Rows from a dataset
[Start]
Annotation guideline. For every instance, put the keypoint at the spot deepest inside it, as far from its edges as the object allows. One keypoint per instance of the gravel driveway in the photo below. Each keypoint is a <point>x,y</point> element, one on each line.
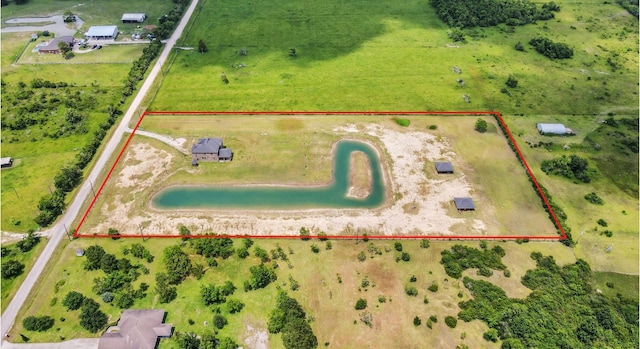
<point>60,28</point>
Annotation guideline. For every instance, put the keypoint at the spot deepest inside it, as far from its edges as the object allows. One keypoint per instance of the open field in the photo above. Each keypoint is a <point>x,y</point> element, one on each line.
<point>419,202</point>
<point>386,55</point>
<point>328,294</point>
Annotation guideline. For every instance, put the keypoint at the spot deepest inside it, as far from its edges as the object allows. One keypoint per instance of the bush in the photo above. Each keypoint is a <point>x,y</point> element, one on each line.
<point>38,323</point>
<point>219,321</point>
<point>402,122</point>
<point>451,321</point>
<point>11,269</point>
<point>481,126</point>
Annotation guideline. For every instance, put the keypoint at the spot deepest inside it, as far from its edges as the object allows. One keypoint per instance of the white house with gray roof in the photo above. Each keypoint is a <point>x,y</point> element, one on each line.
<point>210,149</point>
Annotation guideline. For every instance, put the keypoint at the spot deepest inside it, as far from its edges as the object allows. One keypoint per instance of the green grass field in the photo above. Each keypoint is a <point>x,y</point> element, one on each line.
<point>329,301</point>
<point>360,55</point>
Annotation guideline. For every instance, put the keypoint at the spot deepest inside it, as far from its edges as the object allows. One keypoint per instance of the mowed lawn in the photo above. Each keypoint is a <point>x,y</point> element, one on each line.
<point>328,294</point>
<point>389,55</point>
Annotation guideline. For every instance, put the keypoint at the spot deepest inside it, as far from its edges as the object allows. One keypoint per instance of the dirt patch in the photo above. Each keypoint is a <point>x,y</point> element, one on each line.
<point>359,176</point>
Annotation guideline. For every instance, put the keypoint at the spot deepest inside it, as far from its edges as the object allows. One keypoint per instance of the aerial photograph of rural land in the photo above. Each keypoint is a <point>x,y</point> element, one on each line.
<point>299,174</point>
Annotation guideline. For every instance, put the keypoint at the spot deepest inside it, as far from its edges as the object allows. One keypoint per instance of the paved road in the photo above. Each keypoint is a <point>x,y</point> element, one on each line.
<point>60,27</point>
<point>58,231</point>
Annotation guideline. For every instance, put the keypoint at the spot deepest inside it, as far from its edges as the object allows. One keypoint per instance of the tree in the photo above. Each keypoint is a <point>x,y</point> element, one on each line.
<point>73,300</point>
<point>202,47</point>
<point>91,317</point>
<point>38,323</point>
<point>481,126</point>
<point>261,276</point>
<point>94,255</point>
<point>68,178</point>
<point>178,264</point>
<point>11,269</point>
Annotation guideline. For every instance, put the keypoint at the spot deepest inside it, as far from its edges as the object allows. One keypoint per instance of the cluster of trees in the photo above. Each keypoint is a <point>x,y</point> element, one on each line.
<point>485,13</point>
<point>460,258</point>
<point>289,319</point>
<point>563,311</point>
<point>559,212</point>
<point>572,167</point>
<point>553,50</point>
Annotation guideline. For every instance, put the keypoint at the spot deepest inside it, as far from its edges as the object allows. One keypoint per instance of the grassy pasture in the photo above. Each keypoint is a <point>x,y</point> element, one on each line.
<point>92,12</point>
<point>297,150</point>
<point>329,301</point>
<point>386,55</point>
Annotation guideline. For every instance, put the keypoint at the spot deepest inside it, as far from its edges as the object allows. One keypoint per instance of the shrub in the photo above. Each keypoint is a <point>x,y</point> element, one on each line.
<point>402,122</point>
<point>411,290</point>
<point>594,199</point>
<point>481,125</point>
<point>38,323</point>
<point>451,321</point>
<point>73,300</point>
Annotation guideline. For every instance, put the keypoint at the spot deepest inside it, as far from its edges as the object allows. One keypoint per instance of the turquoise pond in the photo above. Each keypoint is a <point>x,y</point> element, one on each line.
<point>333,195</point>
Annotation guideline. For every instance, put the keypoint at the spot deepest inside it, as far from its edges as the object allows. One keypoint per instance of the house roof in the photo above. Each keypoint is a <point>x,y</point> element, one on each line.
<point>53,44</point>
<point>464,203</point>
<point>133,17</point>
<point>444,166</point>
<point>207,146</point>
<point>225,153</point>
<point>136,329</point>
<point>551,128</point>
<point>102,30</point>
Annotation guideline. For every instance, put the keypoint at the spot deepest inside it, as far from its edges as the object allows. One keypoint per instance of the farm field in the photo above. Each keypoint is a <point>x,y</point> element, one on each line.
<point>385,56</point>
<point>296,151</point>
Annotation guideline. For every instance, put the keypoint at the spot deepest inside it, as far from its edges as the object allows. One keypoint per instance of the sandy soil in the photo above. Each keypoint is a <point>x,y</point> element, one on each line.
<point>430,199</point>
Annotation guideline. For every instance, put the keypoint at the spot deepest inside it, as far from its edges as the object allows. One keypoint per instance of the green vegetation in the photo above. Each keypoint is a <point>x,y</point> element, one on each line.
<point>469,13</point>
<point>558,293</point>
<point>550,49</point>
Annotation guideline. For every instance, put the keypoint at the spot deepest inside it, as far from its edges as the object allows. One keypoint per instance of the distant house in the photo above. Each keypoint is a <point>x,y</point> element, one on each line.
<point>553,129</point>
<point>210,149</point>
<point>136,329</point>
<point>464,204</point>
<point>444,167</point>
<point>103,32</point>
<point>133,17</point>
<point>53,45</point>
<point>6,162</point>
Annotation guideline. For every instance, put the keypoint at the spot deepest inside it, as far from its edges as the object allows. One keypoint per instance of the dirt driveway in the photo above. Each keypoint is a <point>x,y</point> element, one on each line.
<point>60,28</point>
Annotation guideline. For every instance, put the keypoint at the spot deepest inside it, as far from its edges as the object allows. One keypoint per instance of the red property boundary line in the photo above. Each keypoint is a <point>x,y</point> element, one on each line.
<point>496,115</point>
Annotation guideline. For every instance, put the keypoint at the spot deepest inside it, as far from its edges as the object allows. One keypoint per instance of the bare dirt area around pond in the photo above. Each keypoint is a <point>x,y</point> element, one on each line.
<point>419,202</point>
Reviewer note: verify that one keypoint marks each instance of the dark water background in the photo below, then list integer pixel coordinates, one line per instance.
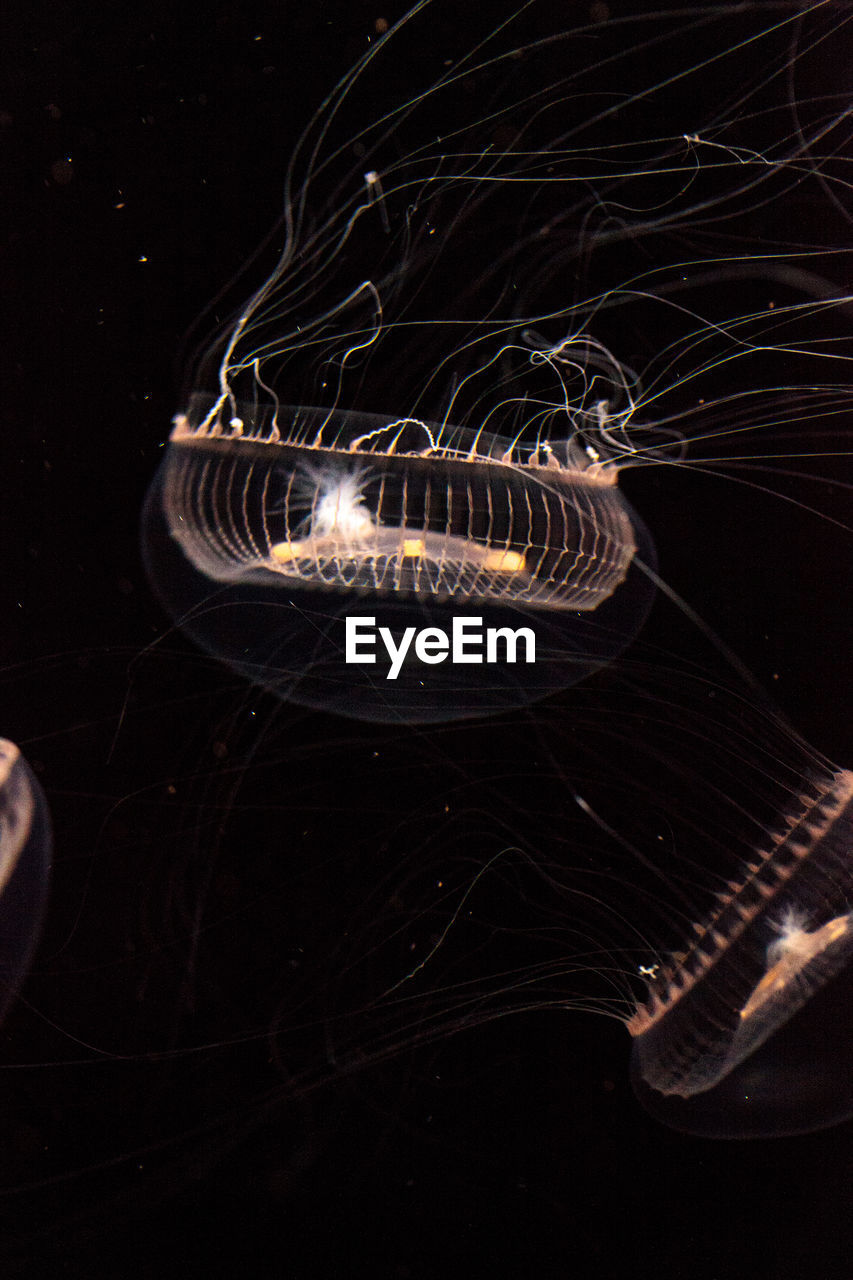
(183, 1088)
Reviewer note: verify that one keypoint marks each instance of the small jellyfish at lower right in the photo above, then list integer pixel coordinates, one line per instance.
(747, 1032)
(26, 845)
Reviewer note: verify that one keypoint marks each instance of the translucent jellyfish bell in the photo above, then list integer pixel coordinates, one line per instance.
[End]
● **WHAT THIS TASK INVOLVES**:
Rewrite the entries above with "Annotation guideline" renamed to "Labeling rule" throughout, leaving everything else unchanged and omitting the pictures.

● **EXERCISE SOLUTION**:
Labeling rule. For every instance, put the keypoint at the spot deepest inside it, as far from its edges as the object allows. One keypoint per instance of the gravel driveway in the photo below. Each keypoint is a <point>x,y</point> element, one on each line.
<point>60,28</point>
Labeling rule. For every instance, put the keypoint at the spot deepest inside it, as far from its edges as the object allows. One keypoint per instance of the open field in the photo above. Each keypoint is a <point>x,y</point> element, one on each line.
<point>419,202</point>
<point>386,55</point>
<point>328,294</point>
Labeling rule. For every instance, put the keypoint at the spot deepest inside it, as far from its edges as the object allows. One keypoint per instance of the bush in the photo above. Each keypoint is a <point>x,y</point> element, one on each line.
<point>38,323</point>
<point>219,321</point>
<point>402,122</point>
<point>451,321</point>
<point>11,269</point>
<point>481,126</point>
Labeling rule. For every instance, put the keypoint at the spot deepest inside it, as far from its edges as the object allows. One keypoint per instance of the white house with gray roof in the photo above. Each keypoint is a <point>x,y</point> element, one on each line.
<point>210,149</point>
Labeling rule. For every instance, put the keypoint at the spot deepest inside it, as far from its edges as the object allows. One keypoint per instance of the green grass field in the photo above. Each keypoint is a <point>x,y</point> element, one on each line.
<point>329,301</point>
<point>360,55</point>
Labeling rule. For every instance, put the keypoint at the spot deepest inside it, as far from its edges as the object allows. One keypoint per instance of the mowed lawn in the photo above. Each keypoint is a <point>x,y</point> element, one on each line.
<point>328,294</point>
<point>389,55</point>
Labeling rule. For every instance, put the keypoint at the spot deepest inside it, as far from its edges as the object allows. One keypoint per instance of the dirt patch in the photo above. Each keypoint is a <point>x,y</point> element, one on each line.
<point>359,176</point>
Labeling rule. For every instance, put the keypoint at the spot deepest inside it, as far from its edges as the object allows. One keypoint per instance of the aerial photograph of rural land in the photo above. Each keypoint is a <point>x,y</point> element, one on each line.
<point>299,174</point>
Labeling rule. For every instance, put the keypoint at the spot deepest inside it, as far from its edges as the object allows. One keypoint per instance of the paved road in the photo above. Each keypoint is a <point>x,y</point> element, one on each line.
<point>60,27</point>
<point>58,231</point>
Labeling rule. For every instance, put the keypoint at the spot deepest inside it, as far from its edges as the object allows. One keypoint per instance of the tree in the photo above. Each keypoint is a <point>x,y</point> element, one on each line.
<point>73,300</point>
<point>202,47</point>
<point>91,317</point>
<point>38,323</point>
<point>481,126</point>
<point>261,276</point>
<point>94,255</point>
<point>68,178</point>
<point>178,264</point>
<point>11,269</point>
Labeling rule. For every instance, put the keypoint at the spot deepest inside it, as far from its edges as the object allows. One keypoint per instance of the cluster of trees in the photo above. Each keypoint is a <point>x,y</point> element, one on each line.
<point>485,13</point>
<point>460,258</point>
<point>289,319</point>
<point>563,311</point>
<point>559,212</point>
<point>572,167</point>
<point>553,50</point>
Labeling rule. For every instance, put the keypoint at the spot deepest inside it, as far from its edges as the object allows. One keypoint per instance of the grassy pasture in the photo above. Each keypoint is a <point>x,y</point> element, one on each line.
<point>92,12</point>
<point>297,150</point>
<point>329,301</point>
<point>386,55</point>
Labeling rule. For every instance, put the keypoint at the spot deepest inside it, as far from its edges as the object allows. One keypoint per instance of the shrub in the photo above. Each keypoint is a <point>x,y</point> element, one on each line.
<point>402,122</point>
<point>411,290</point>
<point>594,199</point>
<point>481,125</point>
<point>38,323</point>
<point>451,321</point>
<point>73,300</point>
Labeling rule. For every instance, put the keypoint at the spot deepest inside it, as far from its edges as the object allows. One keypoint per instance of the turquoise pond in the photo above. Each keypoint is a <point>x,y</point> element, one on each line.
<point>333,195</point>
Labeling rule. For every instance, put the keypoint at the spot deepest inside it, as far from its edges as the object allows. One keypoint per instance of the house roof in the photo above. Each keypoint is a <point>x,y</point> element, one on each line.
<point>53,44</point>
<point>464,203</point>
<point>133,17</point>
<point>444,166</point>
<point>207,146</point>
<point>225,153</point>
<point>136,329</point>
<point>551,128</point>
<point>102,30</point>
Labeling rule. For every instance, put the keypoint at the spot deepest inside it, as far from its edges as the object allows. One keypoint per instance of the farm field in the photo above. Each keypoint is a <point>x,y</point> element, one on each line.
<point>385,56</point>
<point>296,151</point>
Labeling rule. For every instance, put the keypoint at the spot deepest inside it, as far from its edges as the object allows. One keypoint per instance of the sandy soil in the photo above. Each keypoint is a <point>x,y</point> element, one on each line.
<point>430,199</point>
Labeling rule. For every instance, put the keypoint at the spot deepest inside it, as far from its edges as the object allows. One keypoint per instance of the green vegetation in the photo above. Each keypoint is a <point>x,y</point> element, one on each line.
<point>469,13</point>
<point>558,293</point>
<point>550,49</point>
Labeling rule. For every instance, put the keypoint at the spot deepest inside it, as far from its edges as the object allows. One keypoint per instance of the distant house in the photo above. Each keypoint is a <point>x,y</point> element, one on each line.
<point>553,129</point>
<point>210,149</point>
<point>136,329</point>
<point>464,204</point>
<point>444,167</point>
<point>103,32</point>
<point>133,17</point>
<point>53,45</point>
<point>6,162</point>
Labeling rule. For every instance, put the keypoint at the spot deepest inside it, as far from its edges as the object allows. One keypoint per instance of the dirt driveway in the photo above. Each keypoint is a <point>x,y</point> element, one on each line.
<point>60,28</point>
Labeling rule. For every instance, put the keypoint at the spot deepest inside it, as far from its edges as the object allows. One keypoint per instance of the red property boundary line in the photo above. Each keypoint is a <point>x,y</point> element, one on each line.
<point>496,115</point>
Labeling rule. For every instance, put the keypoint at the spot deepest inside it, as far from its edges as the object allows. One keypoint per instance of the bare dirt area around pond in the photo above. Each keypoint is a <point>x,y</point> element, one on each line.
<point>419,202</point>
Reviewer note: verify that one keypoint marks each instance of the dark water background in the photo below, then list integer pixel coordinates, one line per instance.
(183, 1088)
Reviewer note: verify that one keypoint marks each instance of the small jellyfish at lower right in the photo above, then list integer pixel coordinates, one line per instance.
(747, 1032)
(26, 845)
Reviewer note: verify that one keypoint marks each instance of the translucent jellyfish bell in the photo above, then list integer pixel coordinates, one line per instance.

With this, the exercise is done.